# Verilen metin:
Kadir Kon Almanya’nın Birinci Dünya Savaşı’nda İslam politikasında Max von Oppenheim’in ve onun çabasıyla kurulan Şark İstihbarat Biriminin önemli rol oynadığını belirtiyor. Oppenheim’in hayatı hakkında ayrıntılı bilgiler veren Kon 1896 ile 1909 yılları arasında Alman İmparatorluğu’nun Kahire Büyükelçiliği’nde ateşe olarak görev yapmasıyla İslam Dünyasını yakından tanıma fırsatı bulduğunu ve Alman Dışişlerine çok sayıda rapor gönderdiğini yazıyor. Oppenheim’in en çok üzerinde durduğu konu İslam’daki “cihad” anlayışının yaklaşan bir savaşta nasıl kullanılabileceği… Kadir Kon, Oppenheimin Avrupalı Büyük Devletlere karşı Halife-Sultan önderliğindeki İslam dünyasının potansiyel bir güç olarak kullanılabileceği şeklindeki değerlendirmelerinin 1914 teki savaş başlamasından 16 yıl öncesine dayandığını belirtiyor.

# Çıkarılan veriler:
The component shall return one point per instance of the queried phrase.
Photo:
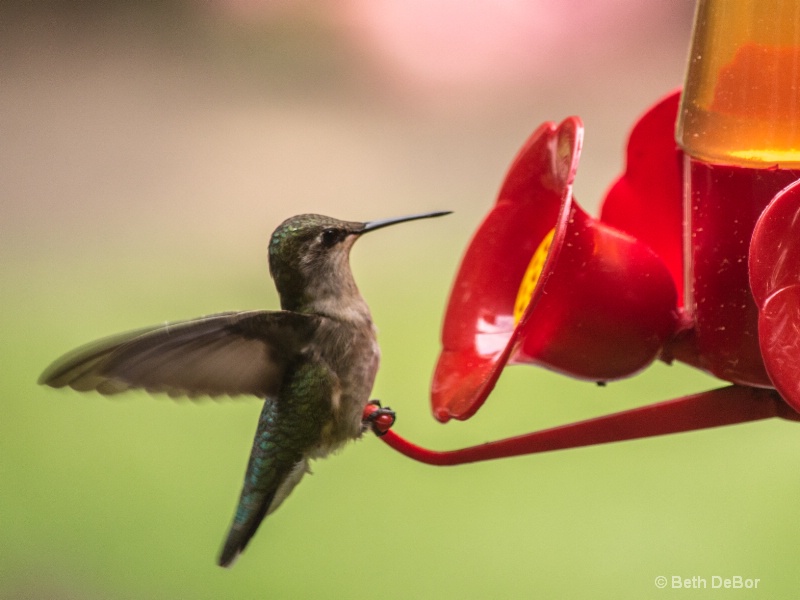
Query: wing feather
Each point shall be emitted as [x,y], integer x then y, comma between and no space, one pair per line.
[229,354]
---
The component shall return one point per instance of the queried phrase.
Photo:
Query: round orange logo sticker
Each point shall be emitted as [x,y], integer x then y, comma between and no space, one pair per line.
* * *
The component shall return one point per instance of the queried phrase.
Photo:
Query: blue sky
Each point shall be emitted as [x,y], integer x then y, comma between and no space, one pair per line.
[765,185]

# Görevler ve alıştırmalar:
1 - Oppenheim metnine göre Oppenheim, Alman İmparatorluğu'nun Kahire Büyükelçiliği'nde hangi yıllar arasında ateşe olarak görev yaptı?
2 - Oppenheim metninde belirtildiği üzere Oppenheim'in İslam dünyasını yakından tanıma fırsatı bulmasının nedenini bir ila üç cümleyle açıklayın.
3 - Oppenheim ve Almanya'nın İslam politikası üzerine olan metnin devamını yazın.
Bu çalışmalarda verilere başvurmak gerekmez.

# Alıştırma sonuçları:
1 - 1896 ile 1909 yılları arasında.

2 - Oppenheim, 1896 ile 1909 yılları arasında Alman İmparatorluğu'nun Kahire Büyükelçiliği'nde ateşe olarak görev yaptı. Bu görev ona İslam dünyasını yakından tanıma fırsatı verdi.

3 -
Kitabın en önemli bölümlerinden bir tanesi Max von Oppenheim’in Ekim 1914 ‘de “Düşmanlarımızın elindeki İslam bölgelerinde İhtilâller Çıkartılmasına İlişkin Memorandum” başlıklı raporu. Söz konusu rapor Oppenheim’in savaş sırasında Müslüman toplumlara yönelik askeri ve siyasi yaklaşımın nasıl olması gerektiğine dair görüşlerini içeriyor. Halifelik kurumunun önemine dikkati çeken Oppenheim , ihtilal çıkarılmasının birinci şartının halife sultanın bayrağı altında Türklerle yoğun işbirliği yanında bilinçli hedefi olan organizyasyonlar olduğunu belirtiyor. Propagandanın, Türkiye’nin Almanya tarafında savaşa girmesinin önemi üzerinde duruyor. Almanya için öncelikli konunun kendi menfaatleri için İslam’ı kullanmak ve de onu güçlendirmek olduğunu söyleyen Oppenheim her türlü araçla düşman bölgelerinde ihtilaller çıkarmanın lüzumuna vurgu yapıyor.


Kitapta içeriği bir hayli ayrıntılı verilen rapor Ekim 1914’te Alman Dışişleri bakanlığına teslim edilmiş ve Kasım ayı başında Kayzere sunulmak üzere Alman genel karargahına gönderilmiş.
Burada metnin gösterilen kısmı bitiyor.